--- EXERCISE AIM ---
Take the data that sits below and write it out again exactly.

--- INFORMATION SHOWN ---
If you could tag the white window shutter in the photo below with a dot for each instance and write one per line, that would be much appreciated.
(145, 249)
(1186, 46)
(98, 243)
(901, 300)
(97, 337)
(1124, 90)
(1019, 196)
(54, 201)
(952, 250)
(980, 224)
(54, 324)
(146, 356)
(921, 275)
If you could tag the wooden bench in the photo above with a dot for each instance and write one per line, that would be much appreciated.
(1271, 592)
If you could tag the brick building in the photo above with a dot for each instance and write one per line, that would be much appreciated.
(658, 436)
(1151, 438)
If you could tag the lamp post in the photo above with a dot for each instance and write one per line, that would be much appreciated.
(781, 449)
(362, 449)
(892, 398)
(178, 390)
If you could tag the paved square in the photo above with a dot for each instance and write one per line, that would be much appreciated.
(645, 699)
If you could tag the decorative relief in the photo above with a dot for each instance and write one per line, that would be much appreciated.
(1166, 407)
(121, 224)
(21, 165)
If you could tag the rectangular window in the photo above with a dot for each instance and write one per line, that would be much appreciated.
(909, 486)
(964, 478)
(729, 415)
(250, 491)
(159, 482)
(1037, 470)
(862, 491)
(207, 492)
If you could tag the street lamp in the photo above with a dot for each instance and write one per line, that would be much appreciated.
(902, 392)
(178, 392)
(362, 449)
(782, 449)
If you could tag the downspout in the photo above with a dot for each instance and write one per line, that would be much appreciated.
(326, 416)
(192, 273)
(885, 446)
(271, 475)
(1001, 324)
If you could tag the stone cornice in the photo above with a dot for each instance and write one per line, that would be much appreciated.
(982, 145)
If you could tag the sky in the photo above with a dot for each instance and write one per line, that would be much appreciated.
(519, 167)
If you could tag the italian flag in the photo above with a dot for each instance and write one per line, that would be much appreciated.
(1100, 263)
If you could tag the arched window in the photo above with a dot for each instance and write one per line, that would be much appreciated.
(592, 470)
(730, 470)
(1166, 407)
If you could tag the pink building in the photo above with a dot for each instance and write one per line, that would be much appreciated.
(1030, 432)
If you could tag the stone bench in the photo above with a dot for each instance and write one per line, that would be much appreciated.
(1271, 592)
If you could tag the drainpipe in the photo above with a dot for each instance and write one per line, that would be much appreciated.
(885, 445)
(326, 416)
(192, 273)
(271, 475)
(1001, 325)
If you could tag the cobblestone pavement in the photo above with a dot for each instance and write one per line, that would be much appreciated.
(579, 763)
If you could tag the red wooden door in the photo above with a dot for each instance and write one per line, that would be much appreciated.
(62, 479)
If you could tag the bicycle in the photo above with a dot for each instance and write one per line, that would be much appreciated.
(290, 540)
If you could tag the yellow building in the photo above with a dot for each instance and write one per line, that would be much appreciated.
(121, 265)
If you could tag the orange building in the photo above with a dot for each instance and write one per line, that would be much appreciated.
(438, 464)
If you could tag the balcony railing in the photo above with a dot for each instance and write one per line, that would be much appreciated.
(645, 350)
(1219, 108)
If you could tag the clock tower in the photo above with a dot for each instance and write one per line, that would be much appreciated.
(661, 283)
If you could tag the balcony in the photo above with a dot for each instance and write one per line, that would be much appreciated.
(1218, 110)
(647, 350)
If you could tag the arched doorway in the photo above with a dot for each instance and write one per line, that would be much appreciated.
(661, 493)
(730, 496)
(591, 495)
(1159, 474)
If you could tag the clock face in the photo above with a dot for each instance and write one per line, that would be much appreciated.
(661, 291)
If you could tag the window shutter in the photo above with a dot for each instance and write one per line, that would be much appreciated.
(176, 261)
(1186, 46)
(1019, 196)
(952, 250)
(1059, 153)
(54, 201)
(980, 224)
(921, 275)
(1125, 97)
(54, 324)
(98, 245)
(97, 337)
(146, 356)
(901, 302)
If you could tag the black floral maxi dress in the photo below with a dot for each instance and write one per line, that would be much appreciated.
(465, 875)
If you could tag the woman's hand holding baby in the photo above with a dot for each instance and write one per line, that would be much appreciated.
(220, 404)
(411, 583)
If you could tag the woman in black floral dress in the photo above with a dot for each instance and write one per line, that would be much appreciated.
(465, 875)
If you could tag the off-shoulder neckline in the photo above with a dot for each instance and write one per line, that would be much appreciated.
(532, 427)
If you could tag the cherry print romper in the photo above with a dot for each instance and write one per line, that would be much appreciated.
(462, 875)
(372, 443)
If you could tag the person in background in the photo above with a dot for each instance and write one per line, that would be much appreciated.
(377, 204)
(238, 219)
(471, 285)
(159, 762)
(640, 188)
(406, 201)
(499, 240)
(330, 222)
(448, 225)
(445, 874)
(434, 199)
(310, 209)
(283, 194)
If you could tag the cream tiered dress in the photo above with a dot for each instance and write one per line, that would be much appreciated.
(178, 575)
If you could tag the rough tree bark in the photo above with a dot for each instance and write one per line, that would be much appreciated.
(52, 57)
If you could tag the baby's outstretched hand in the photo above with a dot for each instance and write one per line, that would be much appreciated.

--- RESPONSE TO THE TASK ---
If you could tag the white window shutter in the photo below with a dot for each instance and write one per line, that would be much appreciated.
(145, 249)
(1186, 46)
(98, 243)
(901, 300)
(97, 337)
(1124, 90)
(1019, 196)
(54, 201)
(952, 250)
(980, 224)
(54, 324)
(146, 356)
(921, 275)
If you could tag the wooden bench in the photo above with a dot for each instance and write one per line, that would be much appreciated.
(1271, 592)
If you could tag the brick building in the photo above with a dot for each instance and write one per line, that would be much appreciated.
(658, 436)
(1151, 438)
If you could tag the lamp post in the photo above with a dot for each instance and write one per line, that would be much appreciated.
(781, 449)
(362, 449)
(892, 398)
(178, 390)
If you could tag the paved square in the photo above with a dot for each instance and write one per line, that would be much appreciated.
(645, 699)
If you could tag the decorative relief in the photo above with a dot for each instance and write one per line, that would be much appreciated.
(1166, 407)
(121, 224)
(21, 165)
If you could tag the rectangular window in the photo above with a dot for each instance and write one per line, that would be much appreciated.
(909, 486)
(964, 478)
(729, 415)
(250, 491)
(159, 482)
(1037, 470)
(862, 491)
(207, 492)
If you could tag the street lamp in the photo above with a dot for each instance and write one per line, that would be much appreciated.
(902, 392)
(178, 392)
(362, 449)
(782, 449)
If you could tag the downspout in the photo above with a dot for each instance and write one per line, that would be much appreciated.
(326, 416)
(192, 273)
(885, 446)
(271, 475)
(1001, 324)
If you could tag the stone cornice in the photo above with a dot for each instance and write one per line, that would be much appreciated.
(982, 145)
If you could tag the sky in the photo above with a dot for each instance and write one per line, that would be much appreciated.
(519, 167)
If you could tag the italian flag in the photo above with a dot for each instance and write one per line, that would be much appreciated.
(1100, 263)
If you could tag the arched window in the photo above with a dot for each instance and write one per line, that would be much appreciated.
(592, 470)
(730, 470)
(1166, 407)
If you could tag the pink building in the photo above with a dot for each instance and write one per line, that would be much appreciated.
(1030, 432)
If you could tag the stone bench in the photo above with a dot for each instance and write one per line, that would be much appreciated.
(1271, 592)
If you could tag the drainpipe in the photo above with a dot for each instance and write one per line, that would be much appreciated.
(885, 445)
(326, 416)
(192, 273)
(271, 475)
(1001, 325)
If you could tag the cobblestone pavement in the photo above with a dot for each instance and write one per line, that would be much appreciated.
(579, 763)
If you could tag the red wooden door in the photo above with a dot for each instance and write one per line, that would be much appreciated.
(62, 479)
If you could tag the bicycle in the photo above with a dot for each instance and write one per line, that would be much appreciated.
(290, 540)
If you could tag the yellow building in the photo above with a dot for each instance and write one per line, that would be much appreciated.
(121, 265)
If you could tag the orange building in the photo above with a dot for each instance and write one per line, that would be much appreciated.
(438, 464)
If you could tag the balcony railing in the photo above with a dot for each instance and write one per line, that would be much appreciated.
(645, 350)
(1219, 108)
If you could tag the clock tower in the photo above with a dot for each instance and write one per line, that would be much appreciated.
(661, 283)
If you could tag the balcony in the photo above with a dot for each instance and write one per line, that would be much appreciated.
(1218, 110)
(647, 350)
If you could tag the arched doorway in the photo above with a dot for each instance and write one per line, that would be much appreciated.
(661, 493)
(730, 496)
(591, 495)
(1159, 474)
If you could tag the clock face in the photo above with a dot for each instance and write one per line, that would be much appreciated.
(661, 291)
If you could tag the window shutter in the photo above with a dot for each instance and write one per line, that would be much appreciated.
(176, 261)
(1186, 46)
(1019, 196)
(952, 250)
(1059, 153)
(54, 201)
(980, 224)
(921, 275)
(1125, 97)
(54, 324)
(98, 245)
(97, 337)
(146, 356)
(901, 302)
If you could tag the black floral maxi dress in the photo below with a dot for each instance and write one per line, that would be much appreciated.
(465, 875)
If you could tag the woman's hand holding baby in the photo above with a dot for each instance and write one per line, that would be much appreciated.
(220, 404)
(411, 583)
If you could tag the woman in black floral dress in the photo above with a dot for each instance and write one per line, that would be much appreciated.
(465, 875)
If you could tag the off-shoulder neckline in the photo above with a dot for each instance and write one per line, that would be much appreciated.
(532, 427)
If you could tag the cherry print romper in the photo above with a dot for each instance and write one per line, that would be much appreciated.
(462, 875)
(372, 443)
If you could tag the person in background in the photo above with a dot for each instance and write one per line, that would be much appreciated.
(377, 204)
(238, 219)
(471, 285)
(159, 762)
(640, 188)
(406, 201)
(499, 240)
(330, 222)
(448, 225)
(445, 874)
(434, 199)
(310, 209)
(283, 194)
If you could tag the cream tiered dress in the photo above with a dot for each instance and write one per line, that would be much appreciated.
(178, 575)
If you could tag the rough tree bark in the photo above with a dot for each instance and write one per line, that would be much appreciated.
(52, 57)
If you could tag the baby's outstretched hand in the photo above with a dot for each instance and write one per line, that would be much appreciated.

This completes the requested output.